PROMPT
Write out every entry exactly as it stands.

RECORDS FOR THE EXERCISE
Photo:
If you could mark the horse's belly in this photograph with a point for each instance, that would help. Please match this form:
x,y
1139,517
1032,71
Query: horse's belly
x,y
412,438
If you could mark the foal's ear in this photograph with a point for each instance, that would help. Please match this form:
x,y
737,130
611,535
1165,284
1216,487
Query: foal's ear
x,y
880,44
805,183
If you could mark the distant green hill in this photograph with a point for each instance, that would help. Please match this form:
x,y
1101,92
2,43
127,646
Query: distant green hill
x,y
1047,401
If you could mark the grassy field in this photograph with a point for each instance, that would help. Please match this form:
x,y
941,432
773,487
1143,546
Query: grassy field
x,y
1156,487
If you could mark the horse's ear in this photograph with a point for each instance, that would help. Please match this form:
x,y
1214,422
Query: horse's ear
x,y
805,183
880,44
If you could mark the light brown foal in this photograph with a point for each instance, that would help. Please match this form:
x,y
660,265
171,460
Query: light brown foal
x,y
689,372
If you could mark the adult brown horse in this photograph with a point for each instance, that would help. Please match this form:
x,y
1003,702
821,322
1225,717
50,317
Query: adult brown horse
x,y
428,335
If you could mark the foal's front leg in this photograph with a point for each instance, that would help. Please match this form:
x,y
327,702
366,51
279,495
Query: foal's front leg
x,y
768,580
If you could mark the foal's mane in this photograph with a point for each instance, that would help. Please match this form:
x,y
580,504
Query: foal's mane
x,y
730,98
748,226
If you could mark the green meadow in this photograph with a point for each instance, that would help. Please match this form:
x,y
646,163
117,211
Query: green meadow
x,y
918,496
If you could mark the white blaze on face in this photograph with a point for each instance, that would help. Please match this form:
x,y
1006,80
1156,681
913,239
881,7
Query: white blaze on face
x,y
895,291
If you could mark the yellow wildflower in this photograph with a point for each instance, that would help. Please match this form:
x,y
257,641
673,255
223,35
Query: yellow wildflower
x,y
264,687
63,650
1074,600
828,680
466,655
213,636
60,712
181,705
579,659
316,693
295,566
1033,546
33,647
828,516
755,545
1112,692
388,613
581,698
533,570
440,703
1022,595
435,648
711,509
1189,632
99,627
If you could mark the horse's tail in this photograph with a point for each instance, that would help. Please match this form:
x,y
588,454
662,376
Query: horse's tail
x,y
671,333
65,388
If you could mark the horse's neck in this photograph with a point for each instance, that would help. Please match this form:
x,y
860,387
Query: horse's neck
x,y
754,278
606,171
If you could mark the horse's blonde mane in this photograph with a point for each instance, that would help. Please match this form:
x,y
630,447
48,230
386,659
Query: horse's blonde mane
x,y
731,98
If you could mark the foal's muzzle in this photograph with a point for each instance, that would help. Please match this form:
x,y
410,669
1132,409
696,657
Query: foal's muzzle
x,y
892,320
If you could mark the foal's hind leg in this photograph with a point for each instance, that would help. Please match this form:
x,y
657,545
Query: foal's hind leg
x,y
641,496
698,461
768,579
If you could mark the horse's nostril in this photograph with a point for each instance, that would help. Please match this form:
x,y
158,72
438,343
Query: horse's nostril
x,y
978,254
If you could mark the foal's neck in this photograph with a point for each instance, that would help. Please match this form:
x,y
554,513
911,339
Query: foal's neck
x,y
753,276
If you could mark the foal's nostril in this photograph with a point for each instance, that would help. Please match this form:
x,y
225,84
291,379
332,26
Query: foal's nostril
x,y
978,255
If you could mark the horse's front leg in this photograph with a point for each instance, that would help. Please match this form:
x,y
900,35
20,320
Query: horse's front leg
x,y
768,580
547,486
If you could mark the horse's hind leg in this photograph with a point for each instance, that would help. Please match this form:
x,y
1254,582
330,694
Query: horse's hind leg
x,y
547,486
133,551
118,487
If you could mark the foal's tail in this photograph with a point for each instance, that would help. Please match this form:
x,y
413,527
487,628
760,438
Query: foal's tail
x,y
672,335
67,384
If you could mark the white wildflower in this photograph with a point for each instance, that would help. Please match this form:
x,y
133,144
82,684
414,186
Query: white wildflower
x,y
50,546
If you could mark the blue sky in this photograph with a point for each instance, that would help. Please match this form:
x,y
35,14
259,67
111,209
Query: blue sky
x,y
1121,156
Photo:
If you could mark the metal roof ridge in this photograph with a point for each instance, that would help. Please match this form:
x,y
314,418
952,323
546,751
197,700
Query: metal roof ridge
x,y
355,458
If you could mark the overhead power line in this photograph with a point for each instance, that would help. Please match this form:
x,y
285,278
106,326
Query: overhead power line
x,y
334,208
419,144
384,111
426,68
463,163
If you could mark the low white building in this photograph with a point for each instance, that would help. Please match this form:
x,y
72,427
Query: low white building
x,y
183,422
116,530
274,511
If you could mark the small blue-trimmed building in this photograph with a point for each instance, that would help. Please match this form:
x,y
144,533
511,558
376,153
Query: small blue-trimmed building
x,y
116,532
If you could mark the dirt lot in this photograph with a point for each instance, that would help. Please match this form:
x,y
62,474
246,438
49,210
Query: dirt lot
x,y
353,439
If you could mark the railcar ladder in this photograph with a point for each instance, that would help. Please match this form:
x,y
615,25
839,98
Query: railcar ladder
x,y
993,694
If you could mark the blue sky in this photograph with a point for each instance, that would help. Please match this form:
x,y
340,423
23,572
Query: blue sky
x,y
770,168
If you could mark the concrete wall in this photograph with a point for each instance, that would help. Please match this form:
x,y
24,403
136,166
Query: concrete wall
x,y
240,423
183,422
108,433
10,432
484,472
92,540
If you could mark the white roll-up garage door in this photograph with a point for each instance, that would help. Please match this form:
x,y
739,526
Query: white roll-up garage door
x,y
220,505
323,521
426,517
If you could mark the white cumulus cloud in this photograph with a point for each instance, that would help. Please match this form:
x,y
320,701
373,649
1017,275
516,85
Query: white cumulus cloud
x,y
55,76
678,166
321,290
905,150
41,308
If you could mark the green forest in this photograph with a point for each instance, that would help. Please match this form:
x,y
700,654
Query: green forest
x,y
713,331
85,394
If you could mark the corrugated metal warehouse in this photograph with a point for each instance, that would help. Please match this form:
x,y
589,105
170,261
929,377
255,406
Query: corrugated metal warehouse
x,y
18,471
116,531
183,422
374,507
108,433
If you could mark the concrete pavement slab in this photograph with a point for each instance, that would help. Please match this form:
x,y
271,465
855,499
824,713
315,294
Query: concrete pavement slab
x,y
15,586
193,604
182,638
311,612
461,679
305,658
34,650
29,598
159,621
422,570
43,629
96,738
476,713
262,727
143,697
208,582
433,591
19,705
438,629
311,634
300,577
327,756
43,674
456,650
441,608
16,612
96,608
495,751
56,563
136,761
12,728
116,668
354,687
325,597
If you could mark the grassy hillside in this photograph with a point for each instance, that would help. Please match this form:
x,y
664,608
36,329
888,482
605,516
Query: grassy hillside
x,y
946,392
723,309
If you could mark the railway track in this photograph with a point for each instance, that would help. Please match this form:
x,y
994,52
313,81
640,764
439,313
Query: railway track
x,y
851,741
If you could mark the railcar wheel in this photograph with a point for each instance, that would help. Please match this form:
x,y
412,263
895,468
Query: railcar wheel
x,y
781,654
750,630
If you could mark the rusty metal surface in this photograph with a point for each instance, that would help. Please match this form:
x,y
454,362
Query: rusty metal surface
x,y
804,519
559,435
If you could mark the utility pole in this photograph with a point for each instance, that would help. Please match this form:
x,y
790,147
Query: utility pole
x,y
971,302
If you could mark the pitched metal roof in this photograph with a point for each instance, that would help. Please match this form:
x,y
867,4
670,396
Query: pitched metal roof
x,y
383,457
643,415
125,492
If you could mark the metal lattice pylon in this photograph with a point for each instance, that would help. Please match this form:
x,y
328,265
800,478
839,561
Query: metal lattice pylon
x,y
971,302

RESULT OF THE EXERCISE
Photo:
If you could mark the horse's belly in this photograph with a point for each instance, that would help. Please match this form:
x,y
1139,517
1032,71
Query: horse's belly
x,y
412,438
If you could mark the foal's ear in this photograph with a point for each instance, that would help. Please match this form:
x,y
737,130
611,535
1165,284
1216,487
Query: foal's ear
x,y
880,44
805,183
If you could mark the distant green hill in this photograph with a point for each instance, that would help. Please match this form:
x,y
1101,92
2,43
127,646
Query: distant green hill
x,y
1047,401
If you could mark the grassy field in this photograph with a point for each instance, that would help. Please match this form:
x,y
941,432
773,487
1143,546
Query: grassy field
x,y
1156,487
If you could mark the horse's ear in this photograph with a point for each instance, that would help. Please match this form:
x,y
1214,422
Query: horse's ear
x,y
805,183
880,44
If you could mark the light brown foal in this photograph with a point for each instance, that would help. Please match this form:
x,y
660,265
171,460
Query: light brown foal
x,y
689,372
If you could mark the adult brown horse in this photograph with a point for each instance, that would help. Please match this form:
x,y
1003,702
821,322
1225,717
50,317
Query: adult brown horse
x,y
428,335
If you could mark the foal's front leg in this photograph with a point for each instance, that would help. Please match this form:
x,y
327,702
366,51
279,495
Query: foal's front leg
x,y
768,580
If you could mark the foal's mane in this photograph with a point for each instance, that would help. Please match this form:
x,y
580,504
Query: foal's mane
x,y
730,98
748,226
If you could mark the green meadow in this photograph with a point for each instance, that would help. Please match this form:
x,y
646,163
117,211
Query: green meadow
x,y
918,496
If you could mark the white blaze on face in this photograph with a point for each instance, that would help. Please match this form:
x,y
1006,80
1156,681
913,239
881,7
Query: white blaze on face
x,y
895,291
If you could mark the yellow wildflower in this photograph with a point for each instance, that would help. Please match this form:
x,y
257,641
673,255
223,35
Query: yellow wildflower
x,y
264,687
63,650
1074,600
828,680
466,655
213,636
60,712
181,705
579,659
316,693
295,566
1033,546
33,647
828,516
755,545
1112,692
388,613
581,698
533,570
440,703
1022,595
435,648
711,509
1189,632
99,627
If you could mark the horse's tail in this photograph with a point for each instance, that would help. Please match this form:
x,y
588,454
662,376
Query: horse's tail
x,y
671,333
65,388
If you could mark the horse's neck in this photograph with a point for each instance, that would help. Please match this form:
x,y
860,387
Query: horse's neck
x,y
754,278
606,171
If you could mark the horse's blonde mane in this photograph with a point for each instance, that would help. Please match this form:
x,y
630,447
48,230
386,659
Query: horse's blonde mane
x,y
731,98
If you could mark the foal's muzzle in this photograph with a point for each instance, that would help. Please match this form:
x,y
410,669
1132,409
696,657
Query: foal's muzzle
x,y
892,320
If you could mark the foal's hind leg in this photograph with a point for each instance, that would help. Please match this form:
x,y
657,545
Query: foal's hind leg
x,y
641,496
698,461
768,579
If you could mark the horse's nostril in this photograph with a point for each instance, that would help. Please match this form:
x,y
158,72
438,343
Query: horse's nostril
x,y
978,254
If you could mark the foal's neck in this photograph with a point for each instance, that would help. Please match this form:
x,y
554,513
911,339
Query: foal's neck
x,y
753,276
If you could mark the foal's nostril in this photograph with a point for each instance, that would help. Please match this form:
x,y
225,84
291,379
332,26
Query: foal's nostril
x,y
978,255
If you could mark the horse's front leg in this photograph with a point for each instance, that would help. Please match this form:
x,y
900,35
20,320
Query: horse's front leg
x,y
768,580
547,486
If you could mark the horse's hind leg in this photograph with a point for each instance, that would help. Please match this form:
x,y
1254,582
330,694
Query: horse's hind leg
x,y
547,486
133,551
118,487
If you could mark the foal's tail in this photograph with a point for each instance, that would help. Please match this form:
x,y
413,527
487,628
760,438
Query: foal's tail
x,y
672,335
67,384
If you could mark the white wildflower in this photograph with a point for each instance, that would help. Please match this form:
x,y
133,144
82,684
414,186
Query: white wildflower
x,y
50,546
If you could mark the blue sky in this photograph with a point for each instance, that would help. Please match this form:
x,y
35,14
259,67
111,209
Query: blue sky
x,y
1121,156
Photo:
If you could mark the metal roof ridge in this photograph with a point for each instance, that would help. Please match this form:
x,y
314,418
952,323
546,751
197,700
Query: metal roof ridge
x,y
355,458
If you could mark the overhead power line in this photograph with a point for each instance, that would help. Please match this form:
x,y
285,278
106,326
Query: overhead power line
x,y
334,208
419,144
384,111
426,68
463,163
If you could mark the low white building in this photograph with a point for each instance, that would help. Please match this form:
x,y
72,427
Query: low white building
x,y
183,422
116,530
274,511
If you could mark the small blue-trimmed building in this photograph with a point for each instance, that would help. Please match this form:
x,y
144,533
511,558
376,153
Query: small blue-trimmed building
x,y
116,532
If you could mark the dirt lot in this photograph with a point for each instance, that would help. Please match this form:
x,y
62,474
246,438
49,210
Query: dirt lot
x,y
353,439
If you could mark the railcar ladder in this photograph with a point for each instance, that would help. Please match this form:
x,y
615,25
839,98
Query: railcar ladder
x,y
993,694
If you could mark the blue sky in this photograph with a point for each instance, that would help. Please match this form:
x,y
340,423
23,572
Query: blue sky
x,y
770,168
If you could mark the concrete wall in this photograph with a point for each instance, that would help. Please match this form:
x,y
24,403
136,166
Query: concrete wall
x,y
240,423
183,422
108,433
10,432
484,472
92,540
If you could mark the white roll-up garage door in this photograph with a point for each instance, that would help. Please match this form:
x,y
739,526
Query: white roll-up garage door
x,y
220,505
323,521
426,517
If you could mark the white cumulus cloud in this photograph with a point for each instance, that would help. Please match this form:
x,y
320,701
373,649
1017,275
516,85
Query: white cumulus cloud
x,y
55,76
678,166
321,290
905,150
41,308
If you could mark the green forest in this photograph with a point for each instance, that would help. Please match this form:
x,y
700,654
Query: green forest
x,y
713,331
85,394
If you could mark the corrugated metal warehouse in this photograph with a point for each instance, that would help. Please match this form:
x,y
589,105
170,261
929,377
255,406
Query: corrugated metal warehouse
x,y
18,471
116,531
183,422
374,507
108,433
If you could mark the concrete pavement slab in this photograph with a point for each instance, that would help. Please match this form:
x,y
271,465
855,499
824,713
315,294
Query: concrete pavement slab
x,y
15,586
193,604
182,638
311,612
461,679
305,658
34,650
29,598
159,621
422,570
43,629
96,738
476,713
262,727
143,697
208,582
433,591
19,705
438,629
311,634
300,577
327,756
43,674
456,650
441,608
16,612
96,608
495,751
56,563
136,761
12,728
116,668
354,687
325,597
If you could mark the grassy hillside in this photograph with a point for each instance, that would help. Please match this form:
x,y
664,608
36,329
888,482
605,516
Query: grassy hillside
x,y
946,392
723,309
If you could mark the railway track in this photograph with a point for each instance, that would help. Please match this form:
x,y
994,52
313,81
640,764
439,313
Query: railway track
x,y
851,741
If you could mark the railcar wheel in this photograph with a point for each instance, that would help. Please match this form:
x,y
412,263
895,468
Query: railcar wheel
x,y
781,654
750,630
If you could mark the rusty metal surface in this photograph with a point for each instance, that would help. Please match this form:
x,y
454,362
Query: rusty metal surface
x,y
804,519
559,435
If you could mark the utility pole in this photograph with a point for each instance, that would help. Please match this form:
x,y
790,147
Query: utility pole
x,y
971,302
If you could mark the pitched metal roof in this photograph with a point for each instance, that would help. Please match this form:
x,y
867,4
670,396
Query: pitched metal roof
x,y
383,457
643,415
125,492
If you could mark the metal lattice pylon in this photograph with a point for each instance, that would help. Please match this form:
x,y
328,265
800,478
839,561
Query: metal lattice pylon
x,y
971,302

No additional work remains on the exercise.